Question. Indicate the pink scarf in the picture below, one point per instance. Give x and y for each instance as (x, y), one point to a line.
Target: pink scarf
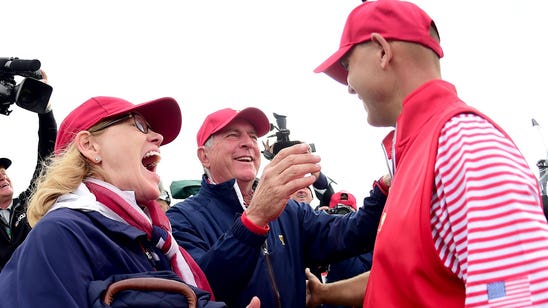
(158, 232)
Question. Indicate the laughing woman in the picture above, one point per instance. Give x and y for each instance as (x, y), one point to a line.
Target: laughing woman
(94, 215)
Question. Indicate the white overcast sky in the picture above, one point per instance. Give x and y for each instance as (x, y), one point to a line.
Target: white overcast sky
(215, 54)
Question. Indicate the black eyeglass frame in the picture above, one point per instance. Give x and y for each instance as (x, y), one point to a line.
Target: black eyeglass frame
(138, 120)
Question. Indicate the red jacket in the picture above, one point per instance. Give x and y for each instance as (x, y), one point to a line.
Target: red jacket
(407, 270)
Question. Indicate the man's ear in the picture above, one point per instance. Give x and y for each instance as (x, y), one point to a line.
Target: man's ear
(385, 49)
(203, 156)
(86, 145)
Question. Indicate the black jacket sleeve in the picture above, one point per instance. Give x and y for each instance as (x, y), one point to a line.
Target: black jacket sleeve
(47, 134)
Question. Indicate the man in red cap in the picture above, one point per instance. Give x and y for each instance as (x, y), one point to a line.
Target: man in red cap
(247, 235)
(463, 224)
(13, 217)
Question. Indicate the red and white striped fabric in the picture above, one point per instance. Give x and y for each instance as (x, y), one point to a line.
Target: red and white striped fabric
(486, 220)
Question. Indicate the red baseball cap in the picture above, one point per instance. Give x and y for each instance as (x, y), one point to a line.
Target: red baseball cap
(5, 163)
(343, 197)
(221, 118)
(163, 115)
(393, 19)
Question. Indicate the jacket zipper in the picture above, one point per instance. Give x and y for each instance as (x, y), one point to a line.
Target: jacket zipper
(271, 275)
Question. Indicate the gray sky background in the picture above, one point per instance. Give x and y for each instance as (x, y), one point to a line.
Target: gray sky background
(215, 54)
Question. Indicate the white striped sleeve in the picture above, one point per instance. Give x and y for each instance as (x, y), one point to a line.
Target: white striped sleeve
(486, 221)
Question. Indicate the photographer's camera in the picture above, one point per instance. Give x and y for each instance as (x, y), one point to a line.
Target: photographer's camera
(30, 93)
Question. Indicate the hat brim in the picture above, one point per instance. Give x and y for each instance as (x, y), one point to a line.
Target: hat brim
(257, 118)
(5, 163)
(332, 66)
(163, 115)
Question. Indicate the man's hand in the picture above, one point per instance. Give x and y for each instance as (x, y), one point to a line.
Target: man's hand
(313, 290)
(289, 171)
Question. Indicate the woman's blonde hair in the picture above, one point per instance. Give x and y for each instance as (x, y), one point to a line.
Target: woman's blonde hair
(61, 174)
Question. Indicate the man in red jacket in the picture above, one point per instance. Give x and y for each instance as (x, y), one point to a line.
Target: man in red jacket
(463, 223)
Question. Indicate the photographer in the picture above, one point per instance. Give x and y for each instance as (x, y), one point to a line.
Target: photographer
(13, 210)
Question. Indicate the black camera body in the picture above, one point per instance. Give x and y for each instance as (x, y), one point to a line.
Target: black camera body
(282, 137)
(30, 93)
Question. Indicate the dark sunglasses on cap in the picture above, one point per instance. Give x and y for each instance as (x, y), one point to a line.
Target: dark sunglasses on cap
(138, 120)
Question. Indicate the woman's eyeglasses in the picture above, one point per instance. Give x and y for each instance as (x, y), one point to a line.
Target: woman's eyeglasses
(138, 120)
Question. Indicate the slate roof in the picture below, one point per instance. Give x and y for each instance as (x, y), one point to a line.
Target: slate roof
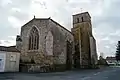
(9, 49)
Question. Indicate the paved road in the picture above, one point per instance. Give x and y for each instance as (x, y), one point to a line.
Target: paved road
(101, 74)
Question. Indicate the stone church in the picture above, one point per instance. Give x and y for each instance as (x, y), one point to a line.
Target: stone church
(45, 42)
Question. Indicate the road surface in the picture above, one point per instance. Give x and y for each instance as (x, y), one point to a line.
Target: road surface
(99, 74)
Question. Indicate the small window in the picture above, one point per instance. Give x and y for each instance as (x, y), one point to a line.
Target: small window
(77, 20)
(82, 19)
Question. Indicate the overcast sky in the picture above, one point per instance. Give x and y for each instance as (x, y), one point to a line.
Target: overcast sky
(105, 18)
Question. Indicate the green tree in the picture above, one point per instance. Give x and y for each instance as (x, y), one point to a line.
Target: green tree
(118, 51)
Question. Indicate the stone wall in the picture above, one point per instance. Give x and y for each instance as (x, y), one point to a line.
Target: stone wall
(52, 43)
========================================
## [Your objective]
When a line of the data holds the string "below", pick it out and copy it.

## [The completed task]
Question. Indicate the pink scarf in the picture below, one point per instance. Give x and y for each instance as (x, y), one point to a line.
Question. Indicate the slate roof in the picture below, one point per instance. Give x and y for each instance as (x, y), one point to a line.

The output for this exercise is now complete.